▶ **Work to be completed**
From the TransDAE summary below, list each numbered key contribution.

TransDAE: Dual Attention Mechanism in a Hierarchical Transformer for Efficient Medical Image Segmentation
Bobby Azad, Pourya Adibfar, Kaiqun Fu
TL;DR
Medical image segmentation requires accurate delineation of multi-scale anatomical structures, a task where CNNs excel at local detail but struggle with global context, while pure Transformers capture long-range relations yet can miss fine-grained localization. TransDAE addresses this gap with a hierarchical U-Net–like Transformer that incorporates a Dual Attention Transformer Block for simultaneous spatial and channel modeling and an Inter-Scale Interaction Module to enhance skip-connection fusion; efficient self-attention and spatial-reduction strategies control computational burden. Key contributions include (1) a dual spatial-channel attention mechanism, (2) an Efficient Attention-based channel pathway, (3) the Inter-Scale Interaction Module that decomposes large-kernel operations to fuse encoder–decoder features, and (4) strong state-of-the-art performance on the Synapse multi-organ dataset without pretraining (DSC = 82.16% with notable organ-wise gains). The approach demonstrates robust multi-scale segmentation with scalable computation, offering tangible benefits for CAD and treatment planning in clinical workflows.

▶ **Data extract**

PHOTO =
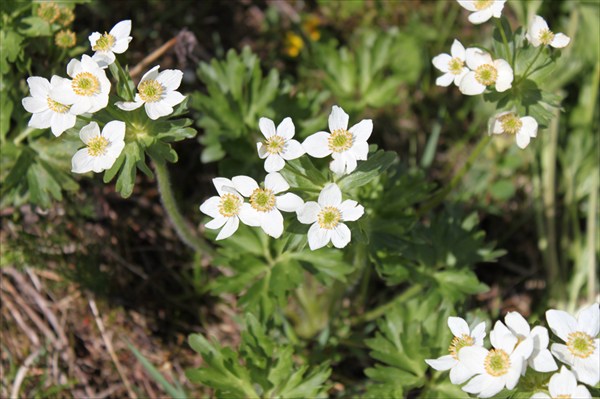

▶ **Written solution**
1. A dual spatial-channel attention mechanism
2. An Efficient Attention-based channel pathway
3. The Inter-Scale Interaction Module that decomposes large-kernel operations to fuse encoder–decoder features
4. Strong state-of-the-art performance on the Synapse multi-organ dataset without pretraining (DSC = 82.16% with notable organ-wise gains)